§ **PROBLEM SET**:
[1] In the passage on the recombined PmrCAB system, what replaced the original PmrB's Fe(III) sensitive domains?
[2] Copy out everything in the passage from "Fig. 1 A: The" down to "HCoV-229E’s spike protein(BBa_K3896008).", word for word.

§ **SOURCE DOCUMENT**:
------

We recombined PmrCAB system to detect the spike protein of coronaviruses. The original PmrB ’s Fe (III) sensitive domains were replaced by the core binding domain of virus’ receptor, so that this two-component system can be sensitive to different virus’ spike protein.
See the Design page for the specific mechanism.
The three types of plasmids were constructed as follows(Fig. 1), and the corresponding part name isBBa_K3611002 , BBa_K3896007, BBa_K3896008.
Fig. 1 A: The plasmid was constructed to detect SARS-CoV-2’s spike protein(BBa_K3611002). B: The plasmid was constructed to detect MERS-CoV’s spike protein(BBa_K3896007). C: The plasmid was constructed to detect HCoV-229E’s spike protein(BBa_K3896008).
We have proved the effectiveness of the gene circuit(Fig. 1) through experiments. The engineered bacteria were induced by IPTG and then added spike protein to stimulate the engineered bacteria to express the reporter gene EGFP. As shown in the Fig. 2, the engineered bacteria induced by IPTG and stimulated by spike protein emitted distinct fluorescent signals.
Fig. 2 Fluorescence intensity of EGFP. Values represent the mean ± SEM. **p <0.01 versus control and ***p <0.001 versus control. Ctrl: Detection bacteria. IPTG: Detection bacteria + IPTG. IPTG+S Pr: Detection bacteria + IPTG + S protein.

------

§ **SOURCE MATERIAL**:
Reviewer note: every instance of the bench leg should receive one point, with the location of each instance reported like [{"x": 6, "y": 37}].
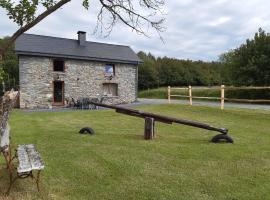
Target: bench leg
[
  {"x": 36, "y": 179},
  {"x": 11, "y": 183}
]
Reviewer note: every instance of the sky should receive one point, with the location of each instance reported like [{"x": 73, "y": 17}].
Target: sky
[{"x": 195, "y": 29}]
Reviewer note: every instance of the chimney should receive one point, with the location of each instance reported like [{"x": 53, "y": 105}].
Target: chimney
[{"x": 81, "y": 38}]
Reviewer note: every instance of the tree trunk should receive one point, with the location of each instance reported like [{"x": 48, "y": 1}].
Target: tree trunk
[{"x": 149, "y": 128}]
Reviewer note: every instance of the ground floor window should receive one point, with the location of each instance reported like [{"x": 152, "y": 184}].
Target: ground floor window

------

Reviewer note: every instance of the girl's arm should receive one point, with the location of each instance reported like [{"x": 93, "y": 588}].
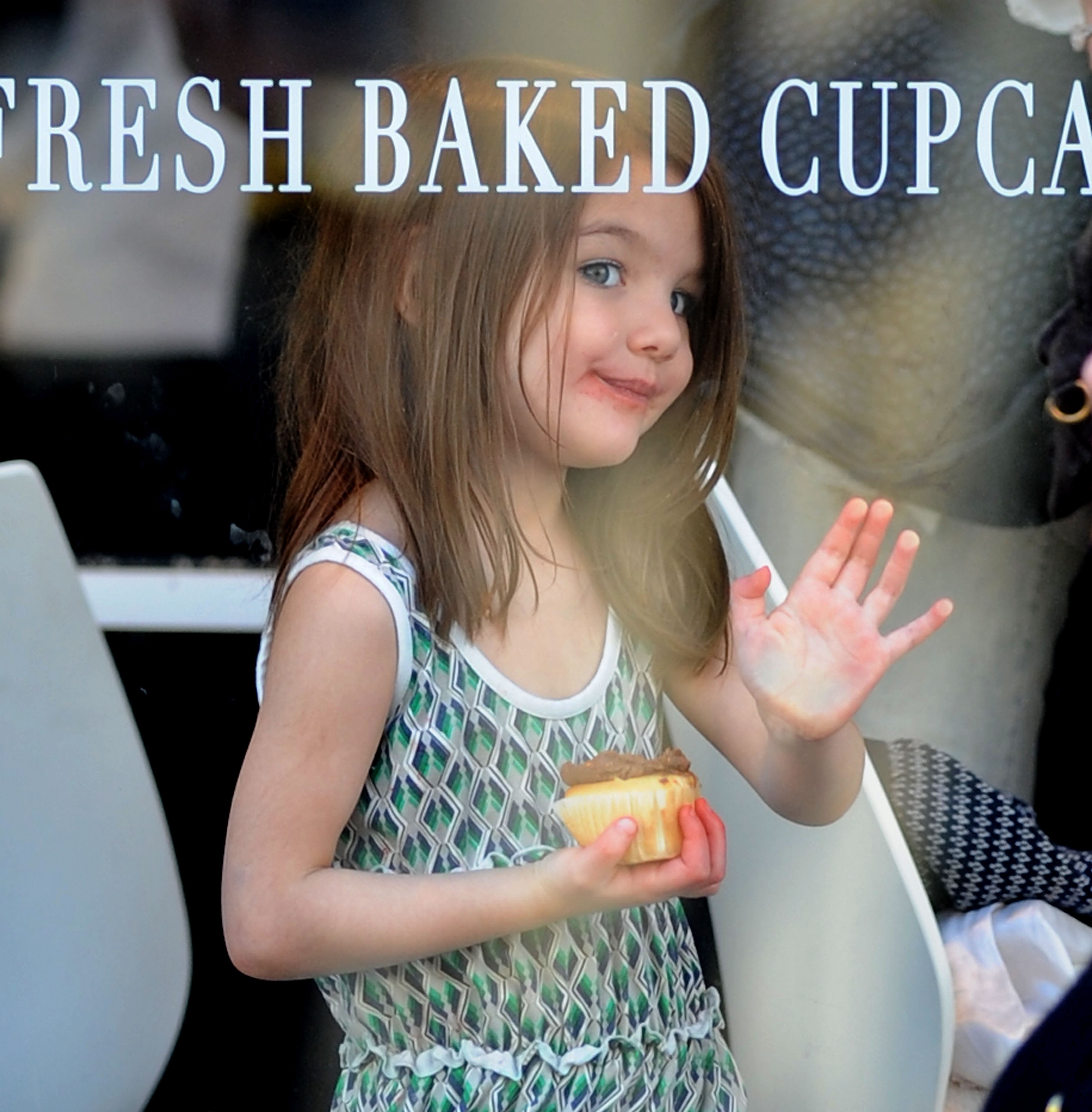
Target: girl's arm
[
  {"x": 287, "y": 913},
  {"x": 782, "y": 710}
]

------

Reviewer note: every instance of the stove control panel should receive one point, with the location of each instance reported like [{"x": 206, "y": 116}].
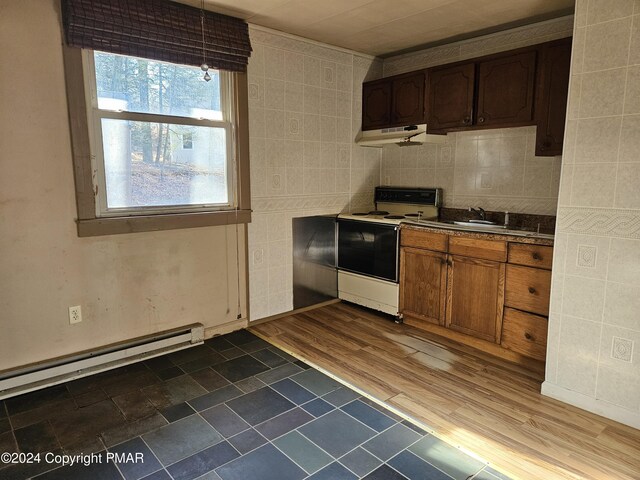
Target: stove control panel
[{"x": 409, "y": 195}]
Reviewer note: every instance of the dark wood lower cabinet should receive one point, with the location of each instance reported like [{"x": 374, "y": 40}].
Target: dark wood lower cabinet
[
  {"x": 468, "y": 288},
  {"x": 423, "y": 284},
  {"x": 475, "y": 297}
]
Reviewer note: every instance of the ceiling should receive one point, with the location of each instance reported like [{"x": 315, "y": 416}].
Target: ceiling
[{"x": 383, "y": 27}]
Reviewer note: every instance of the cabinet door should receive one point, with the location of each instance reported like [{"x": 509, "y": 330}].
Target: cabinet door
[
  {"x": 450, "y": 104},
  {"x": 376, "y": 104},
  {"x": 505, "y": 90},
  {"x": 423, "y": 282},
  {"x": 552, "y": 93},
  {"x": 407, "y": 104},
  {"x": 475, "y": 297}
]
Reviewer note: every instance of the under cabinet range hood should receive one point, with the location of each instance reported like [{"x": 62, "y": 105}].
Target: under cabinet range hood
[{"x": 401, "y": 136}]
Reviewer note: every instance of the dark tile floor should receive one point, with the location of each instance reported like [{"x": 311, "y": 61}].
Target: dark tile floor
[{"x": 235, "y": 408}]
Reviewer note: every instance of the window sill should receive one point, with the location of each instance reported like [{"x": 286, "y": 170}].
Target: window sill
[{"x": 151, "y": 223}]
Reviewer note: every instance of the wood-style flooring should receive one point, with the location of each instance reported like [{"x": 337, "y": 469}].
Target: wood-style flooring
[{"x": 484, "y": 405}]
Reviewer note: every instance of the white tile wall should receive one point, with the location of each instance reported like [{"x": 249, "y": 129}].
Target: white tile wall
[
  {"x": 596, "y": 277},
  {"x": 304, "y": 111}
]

------

§ **ANSWERS BELOW**:
[1] The core binding domain of the virus' receptor.

[2]
Fig. 1 A: The plasmid was constructed to detect SARS-CoV-2’s spike protein(BBa_K3611002). B: The plasmid was constructed to detect MERS-CoV’s spike protein(BBa_K3896007). C: The plasmid was constructed to detect HCoV-229E’s spike protein(BBa_K3896008).